[Items stored from a collection]
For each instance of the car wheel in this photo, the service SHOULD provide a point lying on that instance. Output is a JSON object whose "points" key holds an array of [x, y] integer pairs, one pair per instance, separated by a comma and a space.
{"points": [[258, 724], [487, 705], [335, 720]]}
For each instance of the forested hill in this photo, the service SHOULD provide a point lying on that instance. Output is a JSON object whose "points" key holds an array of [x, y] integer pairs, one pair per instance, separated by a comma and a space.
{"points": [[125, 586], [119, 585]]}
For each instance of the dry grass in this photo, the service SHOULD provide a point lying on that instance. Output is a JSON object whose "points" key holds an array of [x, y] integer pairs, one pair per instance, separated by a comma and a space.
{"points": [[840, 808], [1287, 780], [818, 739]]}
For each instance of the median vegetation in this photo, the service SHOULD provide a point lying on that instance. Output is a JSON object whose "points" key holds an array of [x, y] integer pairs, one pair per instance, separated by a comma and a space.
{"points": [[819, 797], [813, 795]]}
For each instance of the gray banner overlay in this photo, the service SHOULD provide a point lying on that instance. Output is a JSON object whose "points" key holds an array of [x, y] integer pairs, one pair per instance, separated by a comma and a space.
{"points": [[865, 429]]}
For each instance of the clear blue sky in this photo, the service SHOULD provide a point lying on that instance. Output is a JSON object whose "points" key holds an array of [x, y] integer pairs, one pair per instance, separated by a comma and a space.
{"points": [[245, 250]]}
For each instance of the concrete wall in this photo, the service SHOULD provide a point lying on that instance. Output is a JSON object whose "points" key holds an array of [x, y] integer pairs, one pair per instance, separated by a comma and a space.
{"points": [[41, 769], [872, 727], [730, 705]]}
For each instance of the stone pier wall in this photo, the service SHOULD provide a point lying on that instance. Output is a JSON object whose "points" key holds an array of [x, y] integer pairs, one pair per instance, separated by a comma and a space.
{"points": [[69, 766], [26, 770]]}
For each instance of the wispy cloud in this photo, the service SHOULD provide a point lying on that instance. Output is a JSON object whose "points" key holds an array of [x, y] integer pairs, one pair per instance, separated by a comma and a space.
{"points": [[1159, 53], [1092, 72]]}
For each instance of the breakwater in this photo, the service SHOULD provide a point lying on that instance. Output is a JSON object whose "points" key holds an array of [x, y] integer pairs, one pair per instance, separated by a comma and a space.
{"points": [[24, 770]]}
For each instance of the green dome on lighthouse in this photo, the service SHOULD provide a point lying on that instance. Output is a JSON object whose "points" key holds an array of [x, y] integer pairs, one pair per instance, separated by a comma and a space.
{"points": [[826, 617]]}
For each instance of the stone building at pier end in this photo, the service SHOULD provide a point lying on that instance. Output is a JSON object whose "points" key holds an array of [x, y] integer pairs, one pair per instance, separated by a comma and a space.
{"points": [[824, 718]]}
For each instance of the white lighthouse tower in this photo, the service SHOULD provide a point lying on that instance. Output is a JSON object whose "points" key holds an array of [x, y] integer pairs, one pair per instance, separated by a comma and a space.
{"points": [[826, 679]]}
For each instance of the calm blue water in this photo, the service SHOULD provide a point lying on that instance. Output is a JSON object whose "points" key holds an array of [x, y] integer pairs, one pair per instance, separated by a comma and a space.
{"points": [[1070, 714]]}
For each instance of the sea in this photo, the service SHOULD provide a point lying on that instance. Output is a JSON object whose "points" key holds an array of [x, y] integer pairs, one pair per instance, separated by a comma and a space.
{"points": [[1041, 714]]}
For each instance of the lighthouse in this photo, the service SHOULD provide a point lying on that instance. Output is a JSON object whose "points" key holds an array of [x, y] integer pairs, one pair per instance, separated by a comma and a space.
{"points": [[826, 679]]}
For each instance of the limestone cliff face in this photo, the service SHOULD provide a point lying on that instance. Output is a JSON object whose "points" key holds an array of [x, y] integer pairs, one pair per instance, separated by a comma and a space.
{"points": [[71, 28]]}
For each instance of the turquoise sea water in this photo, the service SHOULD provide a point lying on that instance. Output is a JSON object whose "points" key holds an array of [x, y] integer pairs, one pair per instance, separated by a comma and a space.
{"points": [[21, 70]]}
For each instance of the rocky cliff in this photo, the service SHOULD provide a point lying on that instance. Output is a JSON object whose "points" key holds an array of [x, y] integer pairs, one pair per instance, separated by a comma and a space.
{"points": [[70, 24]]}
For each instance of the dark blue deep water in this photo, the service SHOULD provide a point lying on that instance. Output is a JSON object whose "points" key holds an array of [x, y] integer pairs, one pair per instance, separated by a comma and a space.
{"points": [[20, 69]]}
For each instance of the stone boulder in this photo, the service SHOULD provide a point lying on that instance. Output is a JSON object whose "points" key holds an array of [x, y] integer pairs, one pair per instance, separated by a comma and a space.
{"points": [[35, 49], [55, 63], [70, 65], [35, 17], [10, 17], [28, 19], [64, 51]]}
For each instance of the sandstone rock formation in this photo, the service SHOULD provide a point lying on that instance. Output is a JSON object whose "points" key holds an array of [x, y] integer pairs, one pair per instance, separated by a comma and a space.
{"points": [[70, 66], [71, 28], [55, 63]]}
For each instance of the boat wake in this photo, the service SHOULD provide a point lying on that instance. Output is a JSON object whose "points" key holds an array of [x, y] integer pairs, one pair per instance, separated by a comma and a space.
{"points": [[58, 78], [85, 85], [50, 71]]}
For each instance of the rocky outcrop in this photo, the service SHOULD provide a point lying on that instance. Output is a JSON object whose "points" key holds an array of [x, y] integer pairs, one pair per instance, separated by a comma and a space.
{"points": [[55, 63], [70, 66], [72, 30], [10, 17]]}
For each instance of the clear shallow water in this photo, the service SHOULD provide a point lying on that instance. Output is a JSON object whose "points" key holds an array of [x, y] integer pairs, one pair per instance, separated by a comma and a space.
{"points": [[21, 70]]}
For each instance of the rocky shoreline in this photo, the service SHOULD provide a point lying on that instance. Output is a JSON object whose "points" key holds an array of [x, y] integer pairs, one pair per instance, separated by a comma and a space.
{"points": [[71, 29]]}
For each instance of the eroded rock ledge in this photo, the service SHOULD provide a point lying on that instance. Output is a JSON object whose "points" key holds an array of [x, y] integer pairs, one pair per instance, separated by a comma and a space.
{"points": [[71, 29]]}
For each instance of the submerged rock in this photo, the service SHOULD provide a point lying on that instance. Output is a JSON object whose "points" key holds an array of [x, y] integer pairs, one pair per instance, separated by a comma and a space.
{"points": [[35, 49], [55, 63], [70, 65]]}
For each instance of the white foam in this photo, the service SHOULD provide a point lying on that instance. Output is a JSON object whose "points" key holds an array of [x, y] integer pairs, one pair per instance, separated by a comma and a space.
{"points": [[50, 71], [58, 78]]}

■ GIVEN REQUEST ■
Reproduce all of the data above line for line, without changing a single character.

■ THE COMPLETED TASK ■
For each instance of the car wheel in this photo, the service SHOULD provide a point lying on that instance. Output is a JSON object whose "points" key holds an array of [x, y] integer pairs, one pair per instance, separated by a comma and a space.
{"points": [[258, 724], [487, 705], [335, 720]]}
For each instance of the forested hill in this photo, the service SHOULD provide a point lying on that instance. Output is a JSON object whose "points" key holds an array of [x, y] integer pairs, one pair per instance, separated by a comma and a space.
{"points": [[125, 586], [119, 585]]}
For each instance of the dry grass in this photo, the service SHOULD provide a point lying on that instance. Output is a JSON object whose "points" key holds an array of [x, y] integer pairs, one pair per instance, separated by a comma and a space.
{"points": [[840, 808], [1287, 780], [818, 739]]}
For each instance of the median vegetation in this photo, the service SHOULD provide a point lying on that instance. Output is a JSON object whose "points" key holds an array of [x, y] integer pairs, one pair per instance, separated by a comma and a space.
{"points": [[819, 797], [813, 795]]}
For each instance of the gray banner overlay in this photo, the service SHOULD provide a point lying on that instance. Output is a JSON object whose "points" key holds an array of [x, y] integer pairs, one pair per instance, separated by a comma and a space.
{"points": [[865, 429]]}
For each instance of the clear blue sky in this photo, the service SHOULD provide a point lying on that instance. Output is a JSON object whose "points" key holds an array of [x, y] integer pairs, one pair per instance, separated by a comma and a space.
{"points": [[245, 250]]}
For each instance of the concrete wall in this photo, the service SHOULD provide a point lying on that instance. Output is a JSON object whose "points" key holds an array of [x, y] integer pairs, one pair per instance, separated by a comma and a space.
{"points": [[41, 769], [872, 727], [730, 705]]}
For each instance of the stone pier wall in this photo, the service SHOULD provide a point lying on that instance. Output is a JSON object whose "points" key holds an array of [x, y] integer pairs, one pair per instance, separated by a comma and a space.
{"points": [[69, 766], [26, 770]]}
For each instance of the wispy cloud in this photo, the service SHOULD provide a point lying on that instance. Output is a JSON object whose "points" key holds an array of [x, y] integer pairs, one pair per instance, separated by a comma and a space.
{"points": [[1159, 53], [1092, 72]]}
For each instance of the breakwater in this photo, the service SHOULD provide a point lying on that instance. Output is a JSON object whose "points" key holds an array of [x, y] integer pairs, one pair per instance, separated by a comma and a space.
{"points": [[24, 770]]}
For each instance of the green dome on lighthouse in this photo, the service SHOULD provide a point lying on that instance. Output is a JSON object whose "points" key holds an array of [x, y] integer pairs, one pair per instance, separated by a comma and a space.
{"points": [[826, 617]]}
For each instance of the stone building at pier end in this photo, the service SHOULD provide a point lying on that instance. Output is a JSON object whose "points" key holds an array of [x, y] integer pairs, one pair per instance, separated by a comma and a space.
{"points": [[824, 718]]}
For each instance of the white lighthouse tower in this photo, the service SHOULD provide a point lying on that instance. Output is a JSON object whose "points" key holds an array of [x, y] integer pairs, one pair per instance, separated by a comma and a space.
{"points": [[826, 679]]}
For each instance of the calm blue water in this photo, the service SHOULD provide a point lying on that instance. Output is a JSON object whose "points" key holds an array of [x, y] integer pairs, one pair per instance, separated by a comma and a space.
{"points": [[1070, 714]]}
For each instance of the sea in this photo, the service SHOULD provide a point lying on that instance. Output is a JSON object whose "points" key holds an array of [x, y] integer pairs, one pair per instance, separated by a comma and a space.
{"points": [[1041, 714]]}
For each instance of the lighthouse in this photo, the service SHOULD provide a point lying on that instance. Output is a JSON object whose "points" key holds an array of [x, y] integer pairs, one pair per instance, separated by a comma and a space.
{"points": [[826, 679]]}
For each instance of the limestone cliff face in this photo, the service SHOULD provide a point lying on that instance. Output is a JSON object whose "points" key holds an array of [x, y] integer pairs, one pair per instance, separated by a comma and a space.
{"points": [[71, 28]]}
For each instance of the turquoise sea water in this photo, the service SHOULD provide a point lying on that instance. Output is a JSON object whose "points" key holds an array of [x, y] integer pairs, one pair per instance, separated by a comma and a space.
{"points": [[21, 70]]}
For each instance of the rocky cliff in this photo, the service SHOULD provide a point lying on that instance. Output is a JSON object whose "points" key holds an array of [x, y] integer pairs, one pair per instance, separated by a comma and a space.
{"points": [[70, 24]]}
For each instance of the dark blue deep water in this photo, the service SHOULD provide a point lying on that instance. Output is a JSON object whose "points" key holds an array of [x, y] integer pairs, one pair per instance, separated by a comma and a space.
{"points": [[20, 69]]}
For each instance of the stone boulder in this photo, the service SHOULD provide a point lying on that instance. Output is a JSON object whose "points" key holds an array of [x, y] integer pairs, one pair per instance, separated by a comma and a space.
{"points": [[35, 49], [55, 63], [70, 65], [35, 17], [10, 17], [28, 19], [64, 51]]}
For each instance of the sandstone rock formation in this photo, the service SHOULD provide a point lying on that instance. Output is a JSON object whose "points" key holds an array of [x, y] integer pairs, one pair per instance, separated by a comma and a space.
{"points": [[70, 66], [71, 28], [55, 63]]}
For each instance of the boat wake in this photo, the service SHOULD provide a point lying on that instance. Output is a JSON object whose "points" key holds an array of [x, y] integer pairs, one pair per instance, separated by a comma and a space.
{"points": [[58, 78], [85, 85], [50, 71]]}
For each instance of the rocky outcrop in this photo, the service SHOULD provide a point lying on that instance. Output is a JSON object whose "points" key holds an array of [x, y] integer pairs, one pair per instance, separated by a comma and a space.
{"points": [[55, 63], [70, 66], [72, 30], [10, 17]]}
For each instance of the clear shallow water in this photo, the service SHOULD provide a point lying on that instance. Output is a JSON object whose "points" key holds an array of [x, y] integer pairs, one pair per instance, separated by a comma and a space.
{"points": [[21, 70]]}
For each instance of the rocky shoreline in this photo, the service SHOULD provide a point lying on that instance. Output is a JSON object whose "points" key holds an array of [x, y] integer pairs, one pair per instance, separated by a comma and a space.
{"points": [[71, 29]]}
For each instance of the eroded rock ledge in this photo, the service SHOULD provide a point lying on that instance. Output is a JSON object whose "points" key holds an array of [x, y] integer pairs, one pair per instance, separated by a comma and a space.
{"points": [[71, 29]]}
For each instance of the submerged rock in this photo, the service SHOULD provide a point lying on that instance. Output is a JSON object whose "points" key holds an array of [x, y] integer pairs, one pair per instance, separated by a comma and a space.
{"points": [[35, 49], [55, 63], [70, 65]]}
For each instance of the white foam in this photo, the service SHOULD provide a point lying on that instance. Output is a JSON object whose "points" key holds an array of [x, y] integer pairs, one pair per instance, separated by a comma and a space.
{"points": [[50, 71], [58, 78]]}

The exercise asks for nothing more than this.